● **Supplied records**
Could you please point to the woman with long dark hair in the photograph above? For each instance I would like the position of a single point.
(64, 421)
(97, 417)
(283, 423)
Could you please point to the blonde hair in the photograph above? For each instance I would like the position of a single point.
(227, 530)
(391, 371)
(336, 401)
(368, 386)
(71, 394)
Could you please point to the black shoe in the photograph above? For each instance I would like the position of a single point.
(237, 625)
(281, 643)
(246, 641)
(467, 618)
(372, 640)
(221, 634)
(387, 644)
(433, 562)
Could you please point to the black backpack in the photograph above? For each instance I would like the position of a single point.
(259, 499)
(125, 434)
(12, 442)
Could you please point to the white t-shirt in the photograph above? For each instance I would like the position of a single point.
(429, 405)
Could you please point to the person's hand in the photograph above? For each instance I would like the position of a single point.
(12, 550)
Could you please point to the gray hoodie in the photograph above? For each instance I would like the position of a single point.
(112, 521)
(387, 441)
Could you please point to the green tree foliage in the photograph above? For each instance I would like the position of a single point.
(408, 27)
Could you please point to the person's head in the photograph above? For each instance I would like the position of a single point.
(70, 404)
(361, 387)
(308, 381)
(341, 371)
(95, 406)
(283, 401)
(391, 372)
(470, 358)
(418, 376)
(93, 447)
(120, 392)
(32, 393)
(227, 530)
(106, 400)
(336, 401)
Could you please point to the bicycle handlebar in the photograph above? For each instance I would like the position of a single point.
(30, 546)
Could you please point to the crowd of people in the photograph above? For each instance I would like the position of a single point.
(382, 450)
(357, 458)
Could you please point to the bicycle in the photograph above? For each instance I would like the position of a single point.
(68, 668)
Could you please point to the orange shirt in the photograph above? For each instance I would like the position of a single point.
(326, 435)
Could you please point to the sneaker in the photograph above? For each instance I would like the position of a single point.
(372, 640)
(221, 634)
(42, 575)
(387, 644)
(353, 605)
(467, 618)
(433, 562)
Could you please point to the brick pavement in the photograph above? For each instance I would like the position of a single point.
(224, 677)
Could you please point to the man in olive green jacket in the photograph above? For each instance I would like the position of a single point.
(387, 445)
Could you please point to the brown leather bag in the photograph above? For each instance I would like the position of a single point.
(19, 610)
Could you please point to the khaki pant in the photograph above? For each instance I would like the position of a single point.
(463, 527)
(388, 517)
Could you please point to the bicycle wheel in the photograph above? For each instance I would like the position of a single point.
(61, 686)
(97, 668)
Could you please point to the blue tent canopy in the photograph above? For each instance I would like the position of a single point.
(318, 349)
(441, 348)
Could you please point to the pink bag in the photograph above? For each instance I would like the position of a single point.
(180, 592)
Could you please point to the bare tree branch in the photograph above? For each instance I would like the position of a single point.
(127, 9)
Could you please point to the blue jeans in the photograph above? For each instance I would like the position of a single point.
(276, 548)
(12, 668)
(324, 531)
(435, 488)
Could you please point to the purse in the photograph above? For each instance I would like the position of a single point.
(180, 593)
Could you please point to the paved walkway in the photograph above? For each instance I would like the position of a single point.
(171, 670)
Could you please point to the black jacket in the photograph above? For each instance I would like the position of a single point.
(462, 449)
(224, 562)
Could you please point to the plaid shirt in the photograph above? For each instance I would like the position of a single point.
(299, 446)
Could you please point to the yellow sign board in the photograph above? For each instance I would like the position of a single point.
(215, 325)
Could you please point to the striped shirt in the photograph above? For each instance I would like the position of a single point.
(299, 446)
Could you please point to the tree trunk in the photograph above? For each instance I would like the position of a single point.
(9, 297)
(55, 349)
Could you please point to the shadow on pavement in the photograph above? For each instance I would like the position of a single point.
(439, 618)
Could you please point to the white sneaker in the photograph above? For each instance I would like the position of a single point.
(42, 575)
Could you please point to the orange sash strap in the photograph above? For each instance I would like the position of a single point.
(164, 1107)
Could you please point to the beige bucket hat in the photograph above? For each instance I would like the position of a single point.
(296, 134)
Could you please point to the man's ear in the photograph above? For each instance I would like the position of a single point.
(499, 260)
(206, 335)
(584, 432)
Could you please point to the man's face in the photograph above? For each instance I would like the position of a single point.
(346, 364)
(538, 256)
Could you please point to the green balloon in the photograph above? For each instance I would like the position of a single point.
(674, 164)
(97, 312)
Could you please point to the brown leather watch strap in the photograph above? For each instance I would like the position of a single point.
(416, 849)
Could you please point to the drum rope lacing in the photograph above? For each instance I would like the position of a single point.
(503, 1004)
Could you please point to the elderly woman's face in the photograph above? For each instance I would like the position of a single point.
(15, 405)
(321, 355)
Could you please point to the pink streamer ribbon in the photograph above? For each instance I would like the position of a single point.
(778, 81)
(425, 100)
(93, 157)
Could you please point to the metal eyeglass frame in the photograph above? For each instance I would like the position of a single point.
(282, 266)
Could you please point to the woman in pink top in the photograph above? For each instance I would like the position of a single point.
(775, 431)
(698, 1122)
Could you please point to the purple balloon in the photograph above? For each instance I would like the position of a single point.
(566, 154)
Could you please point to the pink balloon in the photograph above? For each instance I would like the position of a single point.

● **Stated task**
All of the material above needs to be retyped word for word.

● **Solution**
Could you please point to the woman with long dark hair in the photograph above? For each instance I would like the position of a single point.
(64, 421)
(97, 417)
(283, 423)
Could you please point to the blonde hair in the photograph above? For each instance I would like the position of a single point.
(227, 530)
(391, 371)
(336, 401)
(368, 386)
(71, 394)
Could you please point to the black shoe in the photograph above? For each instance I would like the position of a single point.
(237, 625)
(281, 643)
(246, 641)
(467, 618)
(372, 640)
(221, 634)
(387, 644)
(433, 562)
Could you please point to the black backpack in the photograph above? For each instance I would like the position of a single point.
(259, 499)
(125, 434)
(12, 442)
Could you please point to the white t-shirt in the photograph above? For each instance I would like the position of a single point.
(429, 405)
Could you please point to the person's hand in the photograph above? For each instance I would like the position of a single point.
(12, 550)
Could you please point to the gray hoodie in the photograph above? For each instance I would like the position of a single point.
(112, 521)
(387, 441)
Could you please point to the green tree foliage in the photograph above? For each instance I would like the position of a single point.
(408, 27)
Could you please point to the person's head in the photograph above? For each instance I would like the position of a single point.
(70, 404)
(361, 387)
(308, 381)
(341, 371)
(95, 406)
(283, 401)
(391, 372)
(470, 358)
(418, 376)
(93, 447)
(120, 392)
(32, 393)
(227, 530)
(106, 400)
(336, 401)
Could you please point to the bicycle handlebar in the photograph above? For each instance I would like the position of a single point.
(30, 546)
Could you please point to the crowd of people in the photograph above? For each instance I would like the position of a single point.
(382, 450)
(357, 458)
Could you please point to the bicycle in the photograph above? For each instance I would like the position of a single point.
(68, 668)
Could you please point to the orange shirt in the photograph above? For each instance I would like the position of a single point.
(326, 435)
Could you please point to the sneaker in the photograph above? For each instance I would like the position of a single point.
(372, 640)
(221, 634)
(42, 575)
(387, 644)
(353, 605)
(467, 618)
(433, 562)
Could you please point to the brick pavement in the photograph above? For each instance I would like the position of a single point.
(224, 677)
Could you please point to the man in olive green jacket in the photograph above? For each instance I would like the position of a single point.
(387, 445)
Could you please point to the brown leather bag in the photograph above? For each instance I would like the position of a single point.
(19, 610)
Could you please point to the khaki pant in the photograph above? For each instance I would like the position of a single point.
(463, 527)
(388, 517)
Could you please point to the bicycle wheel in the photograph above? For each instance I would like the position of a single point.
(61, 686)
(97, 668)
Could you please point to the blue tent canopy in the photograph above? For each instance I would like the position of a single point.
(318, 349)
(441, 348)
Could you please point to the pink bag in the photograph above? For each instance I would like the position of a single point.
(180, 592)
Could you please point to the bare tree branch in the photograph above? For each instance I would like the position of a single point.
(127, 9)
Could you please point to the blue jeans in the photograph above? For each instance I would like the position of a single point.
(276, 548)
(12, 668)
(324, 531)
(435, 488)
Could you please point to the purse in the photograph above? For each instance I would like the position of a single point.
(180, 593)
Could you please point to the paved walkway in the photograph above? For each instance I would like the position of a single point.
(171, 670)
Could you please point to the black jacket in the photograph above? For each instance I would like the position of a single point.
(462, 449)
(224, 562)
Could you please point to the plaid shirt in the photograph above? For each instance I would like the position of a single point.
(299, 446)
Could you please point to the yellow sign board in the photograph above? For each instance I would like the position of a single point.
(215, 325)
Could you please point to the striped shirt in the photograph above? For each instance I would like the position of a single point.
(299, 446)
Could you please point to the tree trunk in the photograph above? For each instance I would like the position of a single point.
(9, 297)
(55, 349)
Could you please point to the shadow on pavement in the photograph above? For each instance I would like the position of a single point.
(439, 618)
Could you please point to the white sneaker in the photograph above? For each instance I would like the position of a single point.
(42, 575)
Could you please point to the orange sash strap in the photograph above? For each instance I would like the position of a single point.
(164, 1107)
Could you please point to the beige bucket hat in the photograph above? For each instance I would like the position of a single point.
(296, 134)
Could you please point to the man's ear in the photograph above? For each instance I would like the position of a single point.
(499, 260)
(206, 335)
(584, 432)
Could you please point to the man's face in the photograph above? For each instance I would like the position of a single point.
(346, 364)
(538, 256)
Could you please point to the green balloon in the photograph above? For each instance I would like the position of a single point.
(674, 164)
(97, 312)
Could you please point to the brown leather watch strap in the photograph above? For each instance I would like the position of a single point.
(416, 849)
Could you please point to the drum rope lacing in the photograph above? For each instance I would like the position of a single point.
(503, 1004)
Could you please point to the elderly woman's face in the photograph above? For each instance I would like the position of a single point.
(15, 405)
(321, 355)
Could you please point to the pink streamer ribbon in the photograph above? For each instance I would like the position of a single point.
(778, 81)
(425, 100)
(93, 157)
Could you please point to the metal eyeglass frame in the photograph above? For each instance I would like the position of a single point.
(282, 266)
Could you please point to the woman in pink top in the photograph above? For each instance I would like the position of a single point.
(775, 431)
(698, 1122)
Could you please point to the purple balloon in the photograph above? For each instance I would like the position of a single point.
(566, 154)
Could you please point to the pink balloon in the photograph above? For each instance I would like the position of a single point.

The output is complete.